→ **MATERIAL FOR THIS TASK**:
********

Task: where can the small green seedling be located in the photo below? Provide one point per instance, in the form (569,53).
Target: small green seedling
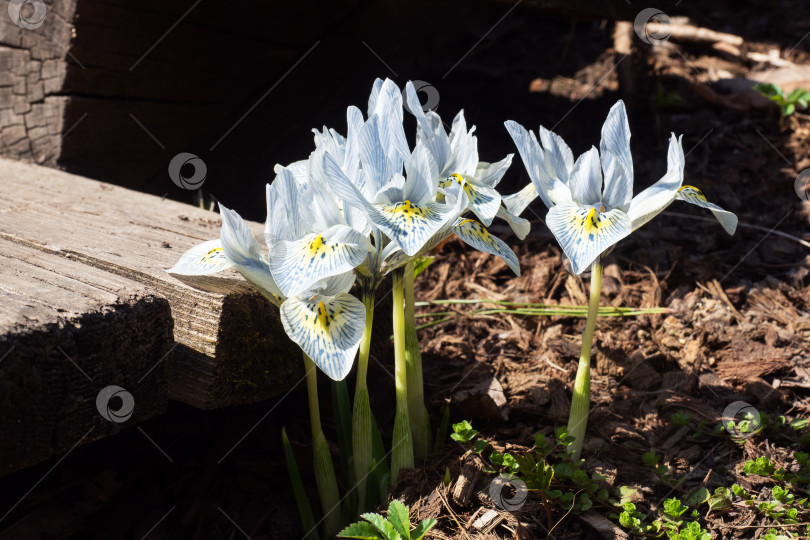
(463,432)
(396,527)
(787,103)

********

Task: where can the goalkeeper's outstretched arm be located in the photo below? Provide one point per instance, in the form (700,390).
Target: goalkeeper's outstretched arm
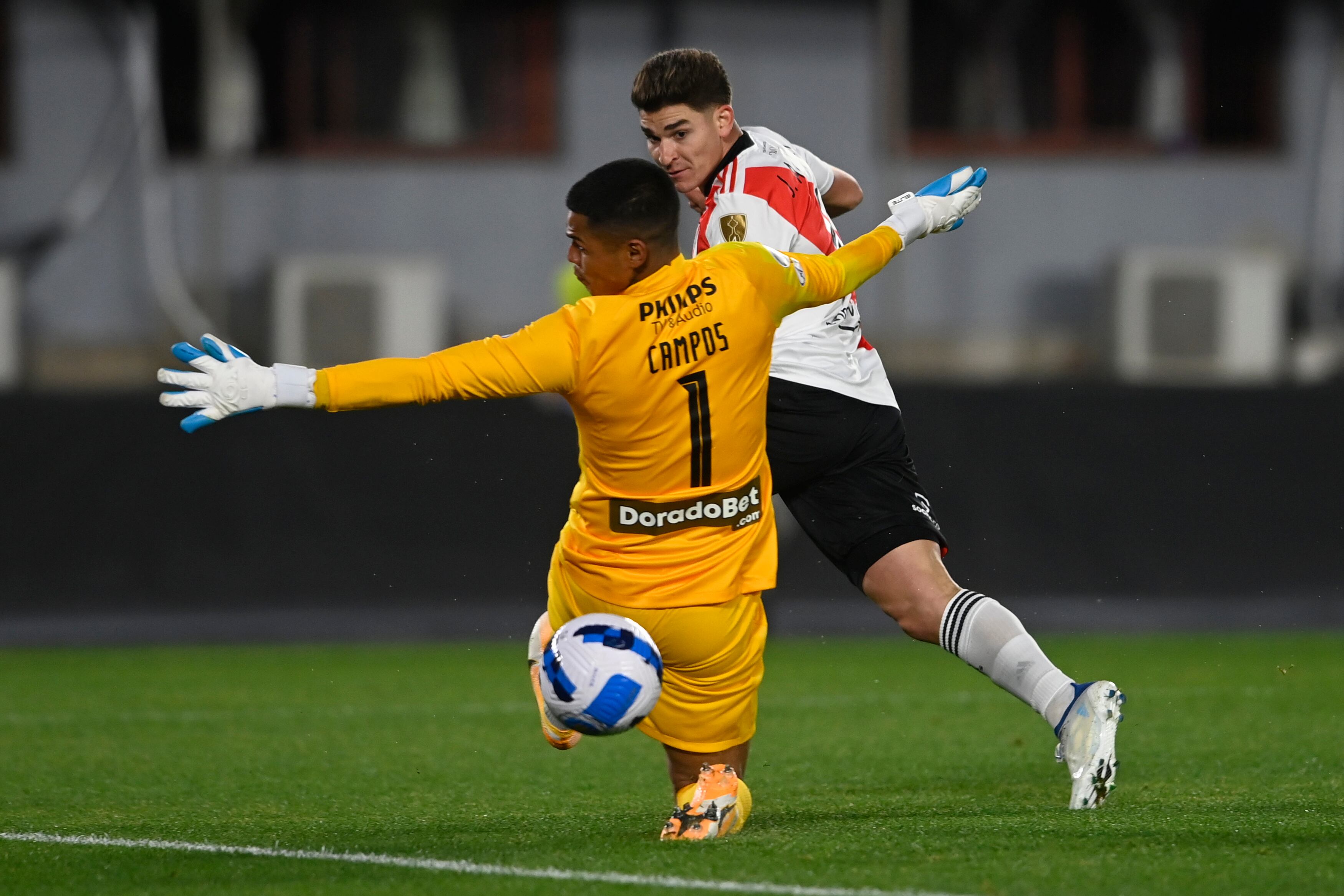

********

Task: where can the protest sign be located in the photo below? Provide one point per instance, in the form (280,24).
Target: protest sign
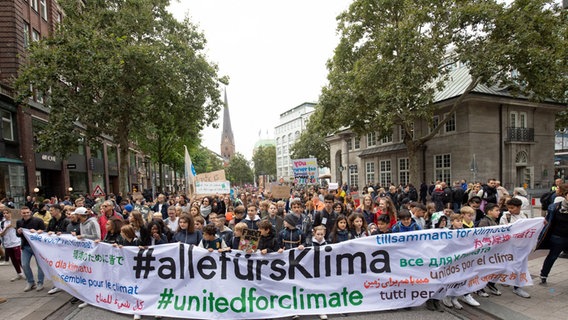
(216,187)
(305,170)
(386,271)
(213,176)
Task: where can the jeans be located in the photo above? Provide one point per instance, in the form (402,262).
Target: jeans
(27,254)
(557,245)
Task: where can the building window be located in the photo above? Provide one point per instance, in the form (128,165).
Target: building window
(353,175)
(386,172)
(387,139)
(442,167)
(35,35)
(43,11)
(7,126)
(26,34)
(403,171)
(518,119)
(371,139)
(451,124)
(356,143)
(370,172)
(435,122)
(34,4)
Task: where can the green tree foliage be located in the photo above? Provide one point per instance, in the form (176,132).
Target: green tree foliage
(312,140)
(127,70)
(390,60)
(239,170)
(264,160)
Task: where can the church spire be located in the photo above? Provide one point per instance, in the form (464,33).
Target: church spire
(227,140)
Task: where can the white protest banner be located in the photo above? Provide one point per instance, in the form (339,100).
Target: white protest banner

********

→ **STATED EXERCISE**: Gather every line of the data above that contains the string "below", treating uppercase and lowercase letters as different.

→ **RESPONSE**:
Task: where can the small green seedling be located in the photo below? Provide one point per instance, in the form (569,53).
Task: where can the goalkeeper's outstretched arm be located in the photo below? Provide one point per instance, in the form (700,390).
Task: where can the protest sign be located in the photo below? Provide one point per instance, in the form (280,24).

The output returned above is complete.